**Tasks to perform**
1 – In the article about Stacey Abrams, what organization does Nsé Ufot lead?
2 – Print the passage of the article about Stacey Abrams from "Following the 2020" up to and including "across the nation.".

Following the 2020 election, Stacey Abrams was compared to George Washington. To Moses. To God. Abrams is widely credited for organizing Georgia voters and getting out the vote, in spite of immense voter suppression that targets people of color. Thanks to her, pundits agreed, a state that hadn’t gone for the Democratic Party since 1992 helped hand Joe Biden the presidency and elevated two Democrats to the senate. The voice of the people of Georgia was heard at full volume, across the nation.

But Abrams made this clear: She did not do it alone. She was not a solitary hero. She did it, primarily, with Black women leaders. And their names are not to be erased.

At the Glamour Women of the Year Awards held on November 8, Stacey Abrams honored some of the Georgia women responsible for activating true democracy in the 2020 election: LaTosha Brown, cofounder of Black Voters Matter Fund; Helen Butler, the executive director of the Georgia Coalition for the People’s Agenda; and Nsé Ufot, CEO of The New Georgia Project. These women, Abrams told the Women of the Year audience via video message, “helped build the infrastructure in Georgia that made the dream of flipping the state a reality.” Abrams credited Brown, Butler, Ufot, and their respective organizations with helping lead voters not from apathy, but from despair. “The work these women have led is critical because it showed Georgians that their votes are directly connected to the progress we want to see,” she said.

**Dataset records**
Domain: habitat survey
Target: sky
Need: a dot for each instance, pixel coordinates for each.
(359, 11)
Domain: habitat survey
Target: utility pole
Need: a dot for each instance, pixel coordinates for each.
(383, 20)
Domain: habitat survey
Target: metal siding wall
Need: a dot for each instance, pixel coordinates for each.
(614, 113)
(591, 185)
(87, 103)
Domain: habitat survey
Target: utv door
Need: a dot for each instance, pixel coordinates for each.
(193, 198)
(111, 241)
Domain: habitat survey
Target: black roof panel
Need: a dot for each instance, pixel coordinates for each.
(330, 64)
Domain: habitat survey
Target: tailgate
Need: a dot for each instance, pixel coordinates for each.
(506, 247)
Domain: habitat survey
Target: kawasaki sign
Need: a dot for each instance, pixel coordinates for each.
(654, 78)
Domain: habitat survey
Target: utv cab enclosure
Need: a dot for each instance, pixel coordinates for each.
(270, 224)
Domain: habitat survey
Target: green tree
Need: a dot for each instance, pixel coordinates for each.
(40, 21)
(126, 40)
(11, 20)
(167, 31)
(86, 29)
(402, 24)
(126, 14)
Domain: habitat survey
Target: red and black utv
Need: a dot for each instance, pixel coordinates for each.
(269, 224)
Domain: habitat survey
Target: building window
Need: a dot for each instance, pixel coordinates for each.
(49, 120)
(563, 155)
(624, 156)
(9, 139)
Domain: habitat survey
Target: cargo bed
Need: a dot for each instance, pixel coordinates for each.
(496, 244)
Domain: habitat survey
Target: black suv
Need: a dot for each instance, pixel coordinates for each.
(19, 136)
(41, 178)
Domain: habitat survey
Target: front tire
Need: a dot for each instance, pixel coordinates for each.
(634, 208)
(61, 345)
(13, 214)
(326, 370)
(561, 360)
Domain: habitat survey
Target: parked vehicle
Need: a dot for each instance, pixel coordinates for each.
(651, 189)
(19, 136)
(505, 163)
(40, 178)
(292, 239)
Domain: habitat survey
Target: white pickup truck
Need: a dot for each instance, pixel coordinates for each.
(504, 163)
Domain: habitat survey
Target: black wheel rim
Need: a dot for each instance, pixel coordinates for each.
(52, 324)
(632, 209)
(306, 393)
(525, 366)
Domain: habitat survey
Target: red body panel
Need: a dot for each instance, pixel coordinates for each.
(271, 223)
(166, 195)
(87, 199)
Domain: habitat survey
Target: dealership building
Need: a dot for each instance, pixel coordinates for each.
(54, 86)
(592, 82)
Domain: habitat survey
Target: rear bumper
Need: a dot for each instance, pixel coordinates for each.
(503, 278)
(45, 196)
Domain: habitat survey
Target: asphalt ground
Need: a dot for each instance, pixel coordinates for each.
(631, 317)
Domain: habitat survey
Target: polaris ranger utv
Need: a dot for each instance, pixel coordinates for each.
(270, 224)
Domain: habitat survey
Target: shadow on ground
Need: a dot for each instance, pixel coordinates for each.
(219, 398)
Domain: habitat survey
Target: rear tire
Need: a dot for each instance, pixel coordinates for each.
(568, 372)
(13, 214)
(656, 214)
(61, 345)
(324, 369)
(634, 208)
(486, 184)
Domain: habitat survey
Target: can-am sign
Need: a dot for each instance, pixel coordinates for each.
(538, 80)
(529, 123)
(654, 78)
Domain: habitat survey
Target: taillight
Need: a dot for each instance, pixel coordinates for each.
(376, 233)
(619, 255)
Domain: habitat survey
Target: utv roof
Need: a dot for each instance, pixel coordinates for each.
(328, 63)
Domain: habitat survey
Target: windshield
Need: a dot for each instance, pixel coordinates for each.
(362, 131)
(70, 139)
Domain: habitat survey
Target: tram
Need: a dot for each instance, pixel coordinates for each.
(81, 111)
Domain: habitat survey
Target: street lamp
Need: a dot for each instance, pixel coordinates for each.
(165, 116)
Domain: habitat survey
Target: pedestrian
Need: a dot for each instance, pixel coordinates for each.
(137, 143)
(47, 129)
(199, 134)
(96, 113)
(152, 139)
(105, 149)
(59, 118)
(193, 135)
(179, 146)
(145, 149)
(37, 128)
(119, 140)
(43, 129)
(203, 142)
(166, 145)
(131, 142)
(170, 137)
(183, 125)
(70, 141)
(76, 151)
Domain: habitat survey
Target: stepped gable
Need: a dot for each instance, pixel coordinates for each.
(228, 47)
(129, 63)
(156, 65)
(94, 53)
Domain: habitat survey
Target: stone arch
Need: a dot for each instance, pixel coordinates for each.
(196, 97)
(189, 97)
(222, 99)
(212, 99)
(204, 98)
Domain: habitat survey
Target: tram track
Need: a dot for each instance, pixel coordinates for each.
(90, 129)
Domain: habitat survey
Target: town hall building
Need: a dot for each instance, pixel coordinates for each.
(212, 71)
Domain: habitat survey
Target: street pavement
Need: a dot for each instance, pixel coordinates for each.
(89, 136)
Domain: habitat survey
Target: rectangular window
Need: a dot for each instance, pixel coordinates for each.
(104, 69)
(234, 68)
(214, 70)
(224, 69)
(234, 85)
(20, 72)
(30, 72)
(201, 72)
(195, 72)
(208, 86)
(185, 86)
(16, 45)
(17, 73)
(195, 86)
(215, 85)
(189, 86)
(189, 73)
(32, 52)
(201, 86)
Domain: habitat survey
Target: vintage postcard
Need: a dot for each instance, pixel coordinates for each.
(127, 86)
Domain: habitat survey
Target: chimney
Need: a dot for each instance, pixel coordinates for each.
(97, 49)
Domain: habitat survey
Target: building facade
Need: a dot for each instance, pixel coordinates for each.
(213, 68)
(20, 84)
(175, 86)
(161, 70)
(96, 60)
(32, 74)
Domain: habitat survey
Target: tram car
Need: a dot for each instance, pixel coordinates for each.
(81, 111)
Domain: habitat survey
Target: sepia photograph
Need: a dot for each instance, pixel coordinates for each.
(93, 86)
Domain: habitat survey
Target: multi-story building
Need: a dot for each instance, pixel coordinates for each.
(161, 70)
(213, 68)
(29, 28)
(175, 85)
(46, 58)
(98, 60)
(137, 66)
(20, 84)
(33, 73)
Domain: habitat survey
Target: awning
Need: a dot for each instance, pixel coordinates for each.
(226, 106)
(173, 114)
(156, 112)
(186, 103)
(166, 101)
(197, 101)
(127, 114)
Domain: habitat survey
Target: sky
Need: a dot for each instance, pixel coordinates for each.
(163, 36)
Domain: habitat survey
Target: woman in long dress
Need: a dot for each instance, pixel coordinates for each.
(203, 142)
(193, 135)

**Results for each task**
1 – The New Georgia Project, as its CEO.

2 –
Following the 2020 election, Stacey Abrams was compared to George Washington. To Moses. To God. Abrams is widely credited for organizing Georgia voters and getting out the vote, in spite of immense voter suppression that targets people of color. Thanks to her, pundits agreed, a state that hadn’t gone for the Democratic Party since 1992 helped hand Joe Biden the presidency and elevated two Democrats to the senate. The voice of the people of Georgia was heard at full volume, across the nation.